## Start EXTRACTED DATA
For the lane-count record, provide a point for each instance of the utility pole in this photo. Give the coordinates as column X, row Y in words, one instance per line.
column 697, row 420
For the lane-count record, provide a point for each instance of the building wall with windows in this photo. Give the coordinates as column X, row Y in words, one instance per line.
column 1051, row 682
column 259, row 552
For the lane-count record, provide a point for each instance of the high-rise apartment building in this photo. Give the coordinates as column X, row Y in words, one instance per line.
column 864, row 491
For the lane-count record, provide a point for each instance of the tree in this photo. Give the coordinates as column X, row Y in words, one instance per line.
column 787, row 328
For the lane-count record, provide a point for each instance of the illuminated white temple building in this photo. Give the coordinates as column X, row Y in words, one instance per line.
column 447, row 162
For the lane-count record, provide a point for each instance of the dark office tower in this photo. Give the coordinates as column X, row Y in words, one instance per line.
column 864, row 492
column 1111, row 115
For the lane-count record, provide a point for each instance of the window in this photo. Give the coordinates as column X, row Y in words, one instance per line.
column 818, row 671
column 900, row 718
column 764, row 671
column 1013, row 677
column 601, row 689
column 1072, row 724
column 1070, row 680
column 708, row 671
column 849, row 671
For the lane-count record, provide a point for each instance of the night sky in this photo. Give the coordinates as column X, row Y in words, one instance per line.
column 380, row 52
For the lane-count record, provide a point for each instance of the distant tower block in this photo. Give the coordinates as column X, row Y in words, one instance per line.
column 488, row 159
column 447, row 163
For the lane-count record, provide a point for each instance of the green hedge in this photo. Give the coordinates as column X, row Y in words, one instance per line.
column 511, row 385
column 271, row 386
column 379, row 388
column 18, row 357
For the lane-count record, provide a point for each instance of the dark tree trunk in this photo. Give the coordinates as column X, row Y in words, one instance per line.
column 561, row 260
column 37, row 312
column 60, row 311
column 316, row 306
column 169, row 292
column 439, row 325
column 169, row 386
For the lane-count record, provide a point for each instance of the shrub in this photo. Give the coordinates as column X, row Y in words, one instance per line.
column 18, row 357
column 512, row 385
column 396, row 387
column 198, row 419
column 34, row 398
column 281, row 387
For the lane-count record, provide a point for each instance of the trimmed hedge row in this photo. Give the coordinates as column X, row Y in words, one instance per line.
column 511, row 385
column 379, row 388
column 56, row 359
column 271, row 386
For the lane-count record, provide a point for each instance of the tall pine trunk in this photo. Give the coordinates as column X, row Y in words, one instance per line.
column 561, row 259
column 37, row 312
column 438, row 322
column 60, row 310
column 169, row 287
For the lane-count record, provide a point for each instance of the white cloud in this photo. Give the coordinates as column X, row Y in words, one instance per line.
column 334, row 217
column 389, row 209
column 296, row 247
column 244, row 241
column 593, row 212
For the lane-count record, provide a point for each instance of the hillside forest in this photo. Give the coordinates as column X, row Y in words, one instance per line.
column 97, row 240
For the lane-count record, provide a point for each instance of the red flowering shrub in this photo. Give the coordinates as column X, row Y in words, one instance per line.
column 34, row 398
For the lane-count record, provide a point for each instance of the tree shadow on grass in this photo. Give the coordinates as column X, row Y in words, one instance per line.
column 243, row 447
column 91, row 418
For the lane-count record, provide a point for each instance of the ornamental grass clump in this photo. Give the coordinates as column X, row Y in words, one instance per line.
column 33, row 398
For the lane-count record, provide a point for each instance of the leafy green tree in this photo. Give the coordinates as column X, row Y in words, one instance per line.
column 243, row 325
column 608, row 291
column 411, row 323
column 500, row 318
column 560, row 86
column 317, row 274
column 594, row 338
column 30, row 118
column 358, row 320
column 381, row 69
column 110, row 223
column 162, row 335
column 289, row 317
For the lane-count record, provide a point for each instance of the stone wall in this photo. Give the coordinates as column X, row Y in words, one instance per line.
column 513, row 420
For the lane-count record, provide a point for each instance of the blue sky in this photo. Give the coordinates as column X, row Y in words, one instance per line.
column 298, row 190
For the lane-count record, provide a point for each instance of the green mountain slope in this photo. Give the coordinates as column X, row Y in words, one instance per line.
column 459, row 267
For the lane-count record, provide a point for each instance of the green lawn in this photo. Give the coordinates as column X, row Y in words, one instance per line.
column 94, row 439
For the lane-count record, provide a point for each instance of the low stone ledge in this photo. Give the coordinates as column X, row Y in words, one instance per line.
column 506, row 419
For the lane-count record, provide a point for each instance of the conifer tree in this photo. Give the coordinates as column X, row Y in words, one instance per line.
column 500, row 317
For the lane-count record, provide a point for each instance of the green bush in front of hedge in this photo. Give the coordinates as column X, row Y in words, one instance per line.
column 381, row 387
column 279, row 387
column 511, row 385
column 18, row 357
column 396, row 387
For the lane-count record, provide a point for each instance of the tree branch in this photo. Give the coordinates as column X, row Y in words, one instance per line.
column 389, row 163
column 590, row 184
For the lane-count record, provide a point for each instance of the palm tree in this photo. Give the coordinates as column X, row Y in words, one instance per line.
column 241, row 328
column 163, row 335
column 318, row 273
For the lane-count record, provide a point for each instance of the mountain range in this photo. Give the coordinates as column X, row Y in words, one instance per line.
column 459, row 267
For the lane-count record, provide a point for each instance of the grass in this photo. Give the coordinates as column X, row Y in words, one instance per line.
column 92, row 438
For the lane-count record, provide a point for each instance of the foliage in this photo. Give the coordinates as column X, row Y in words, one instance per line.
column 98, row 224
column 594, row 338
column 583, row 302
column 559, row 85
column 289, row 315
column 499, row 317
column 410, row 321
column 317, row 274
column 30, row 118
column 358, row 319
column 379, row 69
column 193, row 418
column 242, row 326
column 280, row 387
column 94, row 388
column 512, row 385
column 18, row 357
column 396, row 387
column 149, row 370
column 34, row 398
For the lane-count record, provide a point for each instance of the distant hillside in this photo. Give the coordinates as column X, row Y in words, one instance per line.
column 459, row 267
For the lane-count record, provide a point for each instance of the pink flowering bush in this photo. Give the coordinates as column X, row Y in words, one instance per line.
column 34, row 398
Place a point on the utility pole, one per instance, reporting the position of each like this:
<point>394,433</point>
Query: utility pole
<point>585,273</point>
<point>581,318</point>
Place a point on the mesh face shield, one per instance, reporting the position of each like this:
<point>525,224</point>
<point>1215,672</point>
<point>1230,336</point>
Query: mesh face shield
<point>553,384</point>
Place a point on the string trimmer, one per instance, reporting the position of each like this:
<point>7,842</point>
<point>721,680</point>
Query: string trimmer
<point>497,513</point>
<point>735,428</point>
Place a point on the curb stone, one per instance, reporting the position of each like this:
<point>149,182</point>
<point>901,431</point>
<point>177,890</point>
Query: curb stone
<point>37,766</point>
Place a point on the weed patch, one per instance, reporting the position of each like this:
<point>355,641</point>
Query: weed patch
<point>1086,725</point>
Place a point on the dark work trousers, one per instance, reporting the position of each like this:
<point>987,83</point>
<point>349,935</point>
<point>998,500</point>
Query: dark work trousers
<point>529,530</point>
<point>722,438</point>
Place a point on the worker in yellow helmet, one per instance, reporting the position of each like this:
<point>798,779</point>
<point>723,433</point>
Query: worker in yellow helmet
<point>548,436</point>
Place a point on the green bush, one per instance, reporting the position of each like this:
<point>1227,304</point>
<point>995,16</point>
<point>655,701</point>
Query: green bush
## End EXTRACTED DATA
> TASK TO CARRY OUT
Write out all of the records again, swapping "weed patch" for "patch of weeds" and leaving everything else as it is.

> THE ANSWER
For the lane-count record, provide a point for each instance of the utility pole in this photo. Give the coordinates as column X, row Y in words, one instance per line.
column 697, row 420
For the lane-count record, provide a point for each instance of the building wall with windows in this photo. Give the coordinates as column X, row Y in words, one instance per line.
column 1051, row 682
column 259, row 552
For the lane-count record, provide a point for each instance of the high-rise apartment building in this photo. Give the coordinates as column X, row Y in words, one instance per line.
column 864, row 491
For the lane-count record, provide a point for each instance of the tree in this photo. Give the coordinates as column X, row Y in words, one instance per line.
column 787, row 328
For the lane-count record, provide a point for each instance of the illuminated white temple building in this photo. Give the coordinates as column X, row Y in words, one instance per line.
column 447, row 162
For the lane-count record, provide a point for each instance of the dark office tower in this photo. Give the coordinates as column X, row Y in words, one instance per line.
column 864, row 492
column 1111, row 115
For the lane-count record, provide a point for each instance of the window in this photo. Give the coordinates as column X, row Y in words, one instance per line.
column 818, row 671
column 900, row 718
column 764, row 671
column 1013, row 677
column 601, row 689
column 1072, row 724
column 1070, row 680
column 708, row 671
column 849, row 671
For the lane-count record, provide a point for each instance of the night sky in this photo. Give the coordinates as column X, row Y in words, one instance per line.
column 380, row 52
For the lane-count record, provide a point for each instance of the distant tower block in this photo. Give the coordinates as column X, row Y in words, one instance per line.
column 488, row 159
column 447, row 163
For the lane-count record, provide a point for each instance of the green hedge in this photo. Give the coordinates as column X, row Y in words, one instance per line.
column 511, row 385
column 271, row 386
column 379, row 388
column 18, row 357
For the lane-count record, provide a point for each instance of the dark tree trunk in this photo. Give the coordinates as column X, row Y in words, one instance per line.
column 561, row 260
column 37, row 312
column 60, row 311
column 316, row 306
column 169, row 292
column 439, row 325
column 169, row 386
For the lane-count record, provide a point for each instance of the shrub in this photo. Give the coordinates as column X, row Y in words, one instance per line.
column 18, row 357
column 512, row 385
column 396, row 387
column 198, row 419
column 34, row 398
column 281, row 387
For the lane-count record, provide a point for each instance of the trimmed hedge row in this photo. Give the coordinates as column X, row Y in words, one instance per line.
column 511, row 385
column 379, row 388
column 56, row 359
column 271, row 386
For the lane-count record, provide a point for each instance of the tall pine trunk in this photo. Give the coordinates as column X, row Y in words, one instance per line.
column 561, row 259
column 37, row 312
column 438, row 322
column 60, row 310
column 169, row 287
For the lane-count record, provide a point for each instance of the white cloud in this photo. Give the coordinates as column X, row Y in words, one instance per line.
column 334, row 217
column 389, row 209
column 296, row 247
column 244, row 241
column 593, row 212
For the lane-count record, provide a point for each instance of the hillside forest in this photo. Give the coordinates as column X, row Y in words, one instance per line.
column 97, row 240
For the lane-count record, provide a point for each instance of the red flowering shrub in this photo. Give the coordinates as column X, row Y in words, one instance per line.
column 34, row 398
For the lane-count record, provide a point for each instance of the tree shadow on grass in this photo. Give the coordinates as column X, row Y in words, one instance per line.
column 243, row 447
column 91, row 418
For the lane-count record, provide a point for each instance of the ornamental grass clump in this photo. Give the coordinates as column X, row Y in words, one instance per line.
column 33, row 398
For the lane-count record, provide a point for each instance of the leafy green tree in this photo. Give the coordinates as column X, row Y in words, one instance per line.
column 243, row 325
column 608, row 291
column 411, row 323
column 500, row 318
column 560, row 86
column 317, row 274
column 594, row 338
column 30, row 118
column 358, row 320
column 381, row 69
column 110, row 223
column 162, row 335
column 289, row 317
For the lane-count record, provide a point for each instance of the stone wall in this photo. Give the coordinates as column X, row Y in words, one instance per line.
column 513, row 420
For the lane-count record, provide a point for each instance of the blue sky in this photo. Give the coordinates as column X, row Y in words, one instance per line.
column 298, row 190
For the lane-count record, provide a point for each instance of the green mountain slope in this photo. Give the coordinates as column X, row Y in words, one instance per line.
column 459, row 267
For the lane-count record, provide a point for each instance of the green lawn in this photo. Give the coordinates as column X, row Y in words, one instance per line.
column 94, row 439
For the lane-count record, provide a point for each instance of the low stone ledge in this photo. Give the coordinates as column X, row Y in words, one instance per line.
column 506, row 419
For the lane-count record, provide a point for each instance of the conifer tree in this photo. Give the coordinates as column X, row Y in words, one instance per line.
column 500, row 317
For the lane-count record, provide a point for each instance of the green bush in front of hedge in this photo. Give the coordinates as column X, row Y in words, one instance per line.
column 381, row 387
column 279, row 387
column 511, row 385
column 18, row 357
column 396, row 387
For the lane-count record, provide a point for each instance of the tree branch in this photo. Give the coordinates as column X, row Y in words, one instance per line.
column 389, row 163
column 590, row 184
For the lane-count record, provide a point for each instance of the palm tree in this photo. Give the coordinates as column X, row Y in words, one instance per line.
column 241, row 328
column 163, row 335
column 318, row 273
For the lane-count record, provide a point for each instance of the mountain range in this photo. Give the coordinates as column X, row Y in words, one instance per line.
column 459, row 267
For the lane-count record, provide a point for each instance of the grass in this photo. Give the coordinates as column X, row Y in words, one instance per line.
column 92, row 438
For the lane-count record, provide a point for each instance of the foliage in this photo. Give the coordinates as column X, row Y in words, one instance per line.
column 98, row 224
column 594, row 338
column 583, row 302
column 559, row 85
column 289, row 315
column 499, row 317
column 410, row 321
column 317, row 274
column 30, row 118
column 358, row 319
column 379, row 69
column 193, row 418
column 242, row 326
column 280, row 387
column 94, row 388
column 512, row 385
column 18, row 357
column 396, row 387
column 149, row 370
column 34, row 398
For the lane-count record, provide a point for each instance of the distant hillside in this photo. Give the coordinates as column X, row Y in words, one instance per line.
column 459, row 267
For the lane-count record, provide a point for each instance of the pink flowering bush in this photo. Give the coordinates as column X, row Y in words, one instance per line.
column 34, row 398
Place a point on the utility pole, one per instance, reporting the position of each like this:
<point>394,433</point>
Query: utility pole
<point>585,273</point>
<point>581,318</point>
Place a point on the mesh face shield, one per instance, reporting the position of each like this:
<point>525,224</point>
<point>1215,672</point>
<point>1230,336</point>
Query: mesh face shield
<point>553,384</point>
Place a point on the string trimmer, one per instance, reporting the position of each like this:
<point>7,842</point>
<point>721,680</point>
Query: string trimmer
<point>497,513</point>
<point>735,428</point>
Place a point on the curb stone, one per instance, reporting the position of each like this:
<point>149,182</point>
<point>901,431</point>
<point>177,890</point>
Query: curb stone
<point>37,766</point>
Place a point on the patch of weeds, one per instance, reporting the position of each like this:
<point>355,641</point>
Query: patch of weeds
<point>1086,725</point>
Place a point on the dark work trousers, one per instance, reporting the position of each like this:
<point>987,83</point>
<point>349,935</point>
<point>998,500</point>
Query: dark work trousers
<point>529,530</point>
<point>722,438</point>
Place a point on the worker in yellow helmet, one per instance, reporting the position of each like this:
<point>798,779</point>
<point>723,433</point>
Query: worker in yellow helmet
<point>548,436</point>
Place a point on the green bush, one per instance, reporting the position of each like this:
<point>1227,304</point>
<point>995,16</point>
<point>655,701</point>
Query: green bush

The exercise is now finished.